Exercise aim → Format every line below, from the one containing "Spot every instance of the man with" through the final line of the rows, as a JSON list of strings with one string per line and blank lines omitted.

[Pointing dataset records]
------------------------------------------------------------------------

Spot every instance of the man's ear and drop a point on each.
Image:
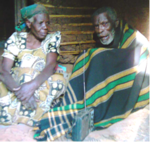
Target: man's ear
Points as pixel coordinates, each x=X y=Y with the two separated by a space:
x=28 y=23
x=116 y=23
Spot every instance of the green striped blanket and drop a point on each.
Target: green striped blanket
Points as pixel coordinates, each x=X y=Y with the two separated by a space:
x=117 y=82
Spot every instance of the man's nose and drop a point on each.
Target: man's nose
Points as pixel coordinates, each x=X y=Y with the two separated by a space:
x=45 y=26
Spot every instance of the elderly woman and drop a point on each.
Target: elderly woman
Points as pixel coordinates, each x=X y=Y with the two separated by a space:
x=27 y=87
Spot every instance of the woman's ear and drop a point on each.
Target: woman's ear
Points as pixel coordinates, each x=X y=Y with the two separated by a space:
x=28 y=23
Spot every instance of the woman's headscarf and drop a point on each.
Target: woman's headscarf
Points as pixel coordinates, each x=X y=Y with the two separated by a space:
x=27 y=13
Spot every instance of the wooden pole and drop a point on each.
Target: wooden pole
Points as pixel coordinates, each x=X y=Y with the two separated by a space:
x=18 y=5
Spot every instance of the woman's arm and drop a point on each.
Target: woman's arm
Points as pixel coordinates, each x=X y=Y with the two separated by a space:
x=28 y=89
x=5 y=75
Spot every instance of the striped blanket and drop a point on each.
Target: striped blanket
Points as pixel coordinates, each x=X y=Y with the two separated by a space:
x=117 y=83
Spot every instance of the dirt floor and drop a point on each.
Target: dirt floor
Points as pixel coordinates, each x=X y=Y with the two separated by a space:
x=135 y=128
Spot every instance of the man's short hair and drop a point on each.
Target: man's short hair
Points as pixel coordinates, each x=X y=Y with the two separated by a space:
x=110 y=11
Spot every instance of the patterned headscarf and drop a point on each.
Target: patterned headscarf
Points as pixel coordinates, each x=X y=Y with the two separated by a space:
x=27 y=13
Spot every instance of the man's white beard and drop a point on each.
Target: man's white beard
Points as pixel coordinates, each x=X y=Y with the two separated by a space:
x=111 y=38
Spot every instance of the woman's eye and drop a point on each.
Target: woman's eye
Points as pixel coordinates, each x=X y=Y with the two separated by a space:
x=105 y=23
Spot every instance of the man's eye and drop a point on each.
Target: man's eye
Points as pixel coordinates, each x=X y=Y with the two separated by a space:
x=105 y=23
x=48 y=23
x=40 y=23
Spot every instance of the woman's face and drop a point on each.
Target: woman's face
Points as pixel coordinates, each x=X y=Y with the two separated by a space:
x=40 y=26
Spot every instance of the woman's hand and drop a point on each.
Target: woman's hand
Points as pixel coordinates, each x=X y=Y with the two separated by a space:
x=31 y=103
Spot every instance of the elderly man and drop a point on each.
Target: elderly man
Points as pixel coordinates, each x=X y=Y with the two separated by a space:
x=114 y=77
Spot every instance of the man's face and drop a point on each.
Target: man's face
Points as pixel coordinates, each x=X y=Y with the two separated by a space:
x=104 y=28
x=40 y=26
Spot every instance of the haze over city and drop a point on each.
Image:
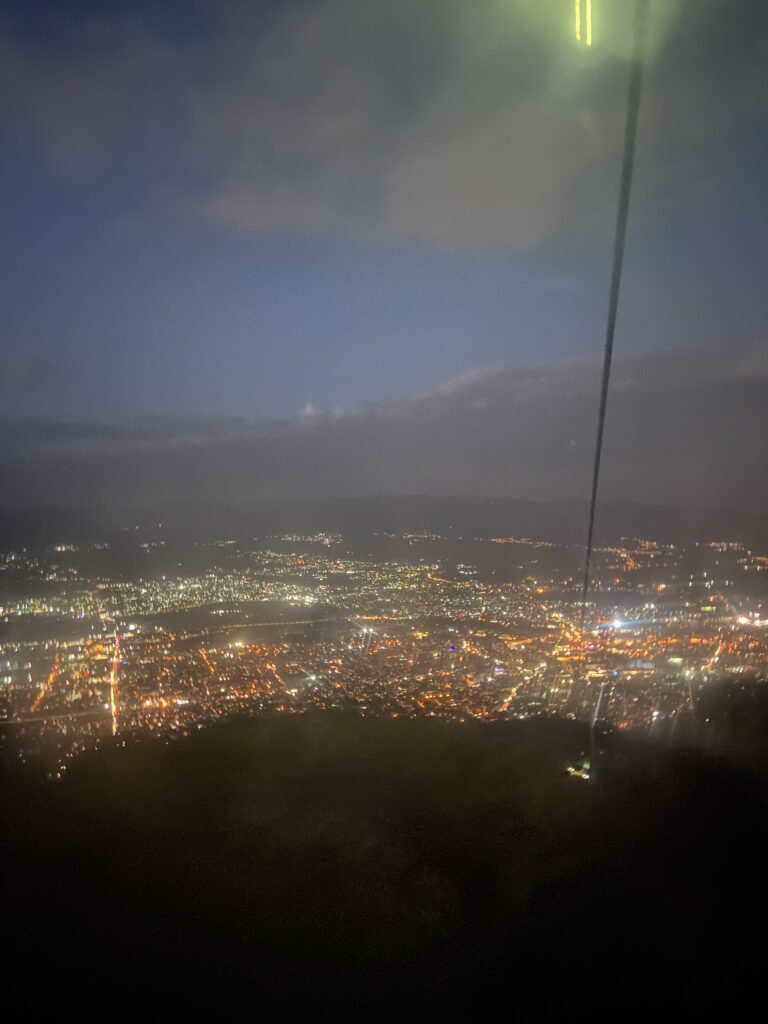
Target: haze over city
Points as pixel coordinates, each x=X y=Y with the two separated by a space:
x=383 y=539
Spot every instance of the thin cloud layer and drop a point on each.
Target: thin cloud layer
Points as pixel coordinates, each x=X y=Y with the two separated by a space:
x=680 y=429
x=442 y=123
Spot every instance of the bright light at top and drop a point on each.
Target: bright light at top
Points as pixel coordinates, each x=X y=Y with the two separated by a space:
x=583 y=20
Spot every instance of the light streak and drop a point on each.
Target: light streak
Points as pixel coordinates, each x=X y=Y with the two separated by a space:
x=583 y=22
x=114 y=686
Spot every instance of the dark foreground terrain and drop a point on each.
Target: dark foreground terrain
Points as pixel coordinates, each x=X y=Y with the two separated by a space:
x=322 y=863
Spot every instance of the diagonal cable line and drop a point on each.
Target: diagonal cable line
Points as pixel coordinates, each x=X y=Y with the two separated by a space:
x=625 y=192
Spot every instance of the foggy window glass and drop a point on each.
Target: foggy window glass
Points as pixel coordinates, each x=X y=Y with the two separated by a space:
x=383 y=548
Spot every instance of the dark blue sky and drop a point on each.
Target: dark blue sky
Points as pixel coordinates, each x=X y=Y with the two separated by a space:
x=244 y=209
x=351 y=247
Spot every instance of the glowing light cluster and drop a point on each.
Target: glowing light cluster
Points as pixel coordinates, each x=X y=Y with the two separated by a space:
x=583 y=20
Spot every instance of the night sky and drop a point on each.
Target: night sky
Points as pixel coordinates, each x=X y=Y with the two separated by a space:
x=235 y=233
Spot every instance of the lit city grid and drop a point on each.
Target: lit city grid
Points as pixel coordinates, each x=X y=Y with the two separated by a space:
x=294 y=623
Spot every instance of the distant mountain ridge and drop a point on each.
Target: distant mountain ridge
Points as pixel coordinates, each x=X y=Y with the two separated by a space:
x=557 y=521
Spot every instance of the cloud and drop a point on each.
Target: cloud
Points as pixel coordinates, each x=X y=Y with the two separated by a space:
x=681 y=428
x=444 y=123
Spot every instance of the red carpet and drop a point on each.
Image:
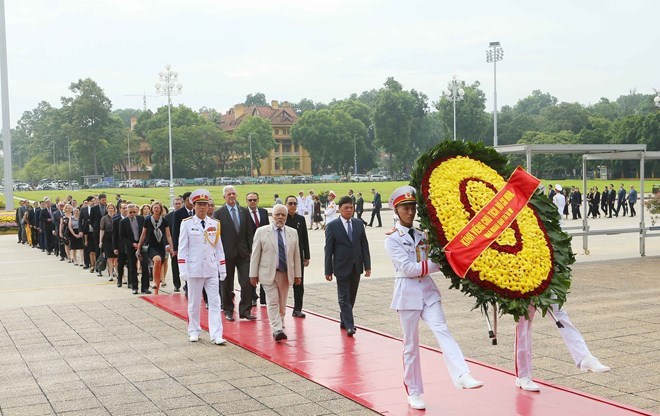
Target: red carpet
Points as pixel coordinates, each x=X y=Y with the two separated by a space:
x=368 y=369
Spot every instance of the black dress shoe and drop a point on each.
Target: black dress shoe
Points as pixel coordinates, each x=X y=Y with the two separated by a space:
x=279 y=336
x=298 y=314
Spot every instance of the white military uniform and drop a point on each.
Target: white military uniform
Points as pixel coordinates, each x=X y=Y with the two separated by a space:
x=201 y=260
x=572 y=338
x=417 y=296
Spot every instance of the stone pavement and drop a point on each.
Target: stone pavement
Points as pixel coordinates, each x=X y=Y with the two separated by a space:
x=72 y=343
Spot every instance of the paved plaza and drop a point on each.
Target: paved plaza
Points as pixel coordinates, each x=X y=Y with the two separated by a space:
x=72 y=343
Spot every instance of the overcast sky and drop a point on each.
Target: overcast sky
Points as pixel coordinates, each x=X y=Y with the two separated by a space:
x=578 y=50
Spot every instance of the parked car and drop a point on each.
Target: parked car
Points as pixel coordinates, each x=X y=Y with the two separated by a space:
x=378 y=178
x=359 y=178
x=101 y=185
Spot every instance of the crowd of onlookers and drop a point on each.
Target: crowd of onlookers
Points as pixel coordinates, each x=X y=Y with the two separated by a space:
x=609 y=202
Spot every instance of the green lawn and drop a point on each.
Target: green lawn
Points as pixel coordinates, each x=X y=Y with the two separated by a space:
x=266 y=192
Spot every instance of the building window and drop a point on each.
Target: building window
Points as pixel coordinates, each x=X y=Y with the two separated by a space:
x=286 y=147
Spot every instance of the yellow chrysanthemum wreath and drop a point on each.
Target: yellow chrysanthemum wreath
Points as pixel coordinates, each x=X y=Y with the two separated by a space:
x=529 y=261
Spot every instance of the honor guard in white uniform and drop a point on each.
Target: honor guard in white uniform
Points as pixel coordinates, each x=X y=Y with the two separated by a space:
x=416 y=297
x=201 y=261
x=573 y=339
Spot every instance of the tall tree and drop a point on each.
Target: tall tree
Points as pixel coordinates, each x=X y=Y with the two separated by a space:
x=258 y=99
x=262 y=138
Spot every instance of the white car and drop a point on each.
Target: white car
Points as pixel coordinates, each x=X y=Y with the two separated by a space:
x=378 y=178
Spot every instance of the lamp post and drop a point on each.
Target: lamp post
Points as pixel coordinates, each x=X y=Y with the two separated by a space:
x=169 y=86
x=129 y=156
x=494 y=54
x=454 y=92
x=251 y=159
x=355 y=154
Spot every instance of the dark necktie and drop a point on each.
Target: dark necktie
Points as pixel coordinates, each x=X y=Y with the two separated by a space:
x=280 y=251
x=234 y=218
x=256 y=218
x=411 y=232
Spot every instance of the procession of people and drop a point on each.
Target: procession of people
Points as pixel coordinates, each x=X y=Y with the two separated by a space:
x=210 y=250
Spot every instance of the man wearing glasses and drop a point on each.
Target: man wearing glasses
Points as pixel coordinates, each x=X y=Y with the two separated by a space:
x=298 y=223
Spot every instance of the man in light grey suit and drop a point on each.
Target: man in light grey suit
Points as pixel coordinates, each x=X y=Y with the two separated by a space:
x=275 y=263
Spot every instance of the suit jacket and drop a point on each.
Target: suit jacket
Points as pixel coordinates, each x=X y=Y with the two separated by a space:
x=86 y=220
x=263 y=219
x=116 y=241
x=298 y=223
x=126 y=233
x=237 y=244
x=341 y=254
x=179 y=215
x=377 y=201
x=264 y=260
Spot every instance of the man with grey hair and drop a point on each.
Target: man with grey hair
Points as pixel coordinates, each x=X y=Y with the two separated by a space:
x=237 y=242
x=276 y=264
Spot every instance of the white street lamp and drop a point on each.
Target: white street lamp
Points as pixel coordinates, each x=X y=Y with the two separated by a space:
x=355 y=154
x=494 y=54
x=455 y=93
x=169 y=86
x=251 y=159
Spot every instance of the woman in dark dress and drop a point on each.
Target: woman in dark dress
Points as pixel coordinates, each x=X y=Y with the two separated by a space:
x=317 y=218
x=64 y=230
x=156 y=233
x=75 y=238
x=105 y=243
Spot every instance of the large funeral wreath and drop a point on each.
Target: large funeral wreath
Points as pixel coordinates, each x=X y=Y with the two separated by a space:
x=529 y=263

------------------------------------------------------------------------

Exercise output →
[
  "Spot every instance of the man with grey hair and drop a point on each.",
  "Target: man with grey hair",
  "Points as pixel coordinates, each x=X y=Y with the two separated by a space:",
  "x=237 y=242",
  "x=276 y=264",
  "Spot every instance of the white street lamp and drop a point on each.",
  "Target: white street lamp",
  "Points as pixel coordinates, each x=X y=Y with the two separated by a space:",
  "x=355 y=154",
  "x=494 y=54",
  "x=455 y=93",
  "x=169 y=86",
  "x=251 y=159",
  "Spot every instance of the woman in dark dress and drop a point on each.",
  "Target: woman in dark dress",
  "Points as pixel coordinates, each x=X y=Y with the two separated by a space:",
  "x=317 y=218",
  "x=64 y=230",
  "x=156 y=233",
  "x=75 y=238",
  "x=105 y=243",
  "Spot every instance of the large funeral wreath and drop a point on each.",
  "Target: large funeral wreath",
  "Points as pixel coordinates, each x=X y=Y with the two separated by a space:",
  "x=529 y=263"
]